#### SHORT EXERCISE
The records below must be output exactly, without pictures.
+ + + +
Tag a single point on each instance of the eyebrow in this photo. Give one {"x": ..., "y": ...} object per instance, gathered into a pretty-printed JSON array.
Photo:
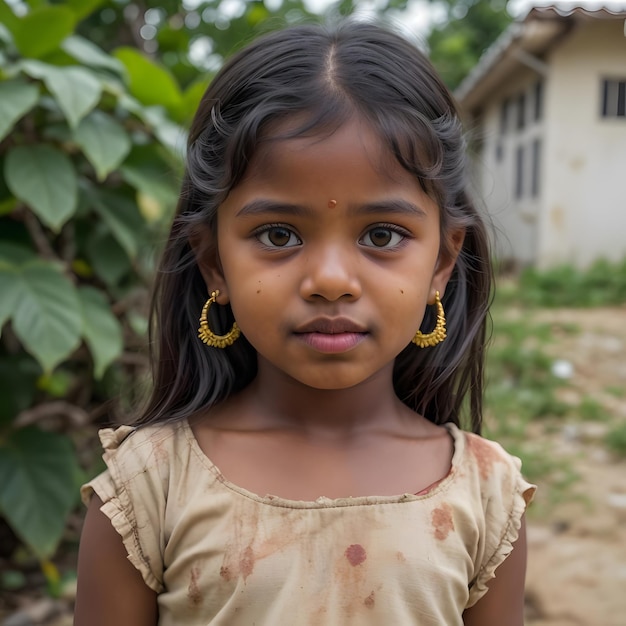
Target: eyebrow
[{"x": 396, "y": 206}]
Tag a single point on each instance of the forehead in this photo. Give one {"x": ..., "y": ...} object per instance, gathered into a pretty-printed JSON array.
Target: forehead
[{"x": 352, "y": 146}]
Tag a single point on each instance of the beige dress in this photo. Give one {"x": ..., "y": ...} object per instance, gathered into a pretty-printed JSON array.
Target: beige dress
[{"x": 220, "y": 555}]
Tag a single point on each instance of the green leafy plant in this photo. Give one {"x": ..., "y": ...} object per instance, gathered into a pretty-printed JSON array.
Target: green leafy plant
[
  {"x": 89, "y": 167},
  {"x": 602, "y": 284}
]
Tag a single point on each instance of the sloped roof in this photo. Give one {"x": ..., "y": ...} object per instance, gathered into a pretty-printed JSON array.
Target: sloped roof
[{"x": 524, "y": 42}]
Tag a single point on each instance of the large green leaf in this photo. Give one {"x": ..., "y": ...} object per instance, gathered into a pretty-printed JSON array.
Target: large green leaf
[
  {"x": 18, "y": 377},
  {"x": 122, "y": 217},
  {"x": 150, "y": 83},
  {"x": 149, "y": 173},
  {"x": 101, "y": 329},
  {"x": 45, "y": 179},
  {"x": 48, "y": 315},
  {"x": 88, "y": 53},
  {"x": 107, "y": 258},
  {"x": 37, "y": 471},
  {"x": 42, "y": 30},
  {"x": 77, "y": 90},
  {"x": 104, "y": 142},
  {"x": 17, "y": 98}
]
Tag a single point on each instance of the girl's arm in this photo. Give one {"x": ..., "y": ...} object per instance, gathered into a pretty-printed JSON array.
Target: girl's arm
[
  {"x": 504, "y": 602},
  {"x": 110, "y": 589}
]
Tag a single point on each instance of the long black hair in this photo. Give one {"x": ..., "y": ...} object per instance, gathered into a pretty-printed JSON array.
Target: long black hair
[{"x": 320, "y": 76}]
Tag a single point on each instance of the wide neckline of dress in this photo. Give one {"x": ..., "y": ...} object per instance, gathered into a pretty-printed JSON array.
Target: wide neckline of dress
[{"x": 324, "y": 502}]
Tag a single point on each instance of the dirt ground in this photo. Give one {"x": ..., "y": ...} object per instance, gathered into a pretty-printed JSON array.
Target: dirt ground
[{"x": 577, "y": 547}]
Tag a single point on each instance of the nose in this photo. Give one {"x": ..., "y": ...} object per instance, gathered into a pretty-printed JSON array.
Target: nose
[{"x": 331, "y": 273}]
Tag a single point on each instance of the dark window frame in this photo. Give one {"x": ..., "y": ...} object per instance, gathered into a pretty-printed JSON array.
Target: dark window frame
[{"x": 613, "y": 98}]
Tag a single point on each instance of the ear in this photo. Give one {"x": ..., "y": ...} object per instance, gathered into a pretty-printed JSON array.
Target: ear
[
  {"x": 204, "y": 246},
  {"x": 445, "y": 263}
]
+ + + +
#### RESULT BELOW
Tag a single point on each instance of the eyebrow in this photo. Give one {"x": ..., "y": ...} object per instance, gathered into a pretty-printed JSON array.
Photo:
Target: eyebrow
[{"x": 396, "y": 206}]
Tag a single point on each instance of the forehead in this photo. Give one {"x": ..., "y": ...} object per instance, gathered into a pretty-printed JSON array.
Target: forehead
[{"x": 352, "y": 146}]
Tag a single point on each instance of the beige dress in this photo. Give one {"x": ..., "y": ...} object per instance, gathered into a pretty-printed JSON array.
Target: beige dress
[{"x": 220, "y": 555}]
Tag a single point on each instance of the green leafy plant in this photo. Give one {"x": ..., "y": ...} object per instance, gathered into a pretty-printed JSON array.
Target: green leafy plant
[
  {"x": 89, "y": 167},
  {"x": 602, "y": 284}
]
Tag a single point on each instance of the sloped roof in this photo. Give one {"x": ..., "y": ...} object per instance, gathered into a pretty-printed JSON array.
Target: sloped roof
[{"x": 524, "y": 42}]
Tag a single point on each instance of the large green leaf in this photo. Give one {"x": ..., "y": ...} object per instance, gathered into a pretty-printed JSON array.
Target: large green leaf
[
  {"x": 18, "y": 377},
  {"x": 122, "y": 217},
  {"x": 150, "y": 83},
  {"x": 149, "y": 173},
  {"x": 101, "y": 329},
  {"x": 45, "y": 179},
  {"x": 48, "y": 315},
  {"x": 88, "y": 53},
  {"x": 107, "y": 258},
  {"x": 37, "y": 471},
  {"x": 42, "y": 30},
  {"x": 77, "y": 90},
  {"x": 104, "y": 142},
  {"x": 17, "y": 98}
]
Tag a single point on each instance of the girl's arm in this photo. Give one {"x": ..., "y": ...} object per instance, gathered into a pretty-printed JSON array.
Target: girl's arm
[
  {"x": 504, "y": 602},
  {"x": 110, "y": 589}
]
Tag a single point on each instance of the long black hair in this photo. Give one {"x": ..., "y": ...} object per instance, gathered into a pretty-printed JSON array.
Target: long black hair
[{"x": 320, "y": 76}]
Tag a single point on each instance of the wide neckline of dress in this photo. Give one {"x": ..., "y": ...} object per instance, gathered into a pretty-printed JSON array.
Target: wide neckline of dress
[{"x": 324, "y": 502}]
Tag a single point on each instance of the dirt ground in this photo. Give one {"x": ..., "y": ...} object per instance, gathered into a pretty-printed JSON array.
Target: dirt ground
[{"x": 577, "y": 547}]
Tag a single point on each instance of the nose in this photo. Give one {"x": ..., "y": ...} object per instance, gathered into a pretty-printed JSON array.
Target: nose
[{"x": 331, "y": 273}]
Tag a single point on each instance of the dark window frame in this photo. Give one {"x": ..., "y": ...} object per instance, gathered into a pretty-printed JSON array.
Target: dark window frame
[{"x": 613, "y": 98}]
Tag a single point on each instance of the ear in this photo. Give one {"x": ..., "y": ...} object per instance, gathered into a pretty-printed JSON array.
Target: ear
[
  {"x": 204, "y": 246},
  {"x": 445, "y": 263}
]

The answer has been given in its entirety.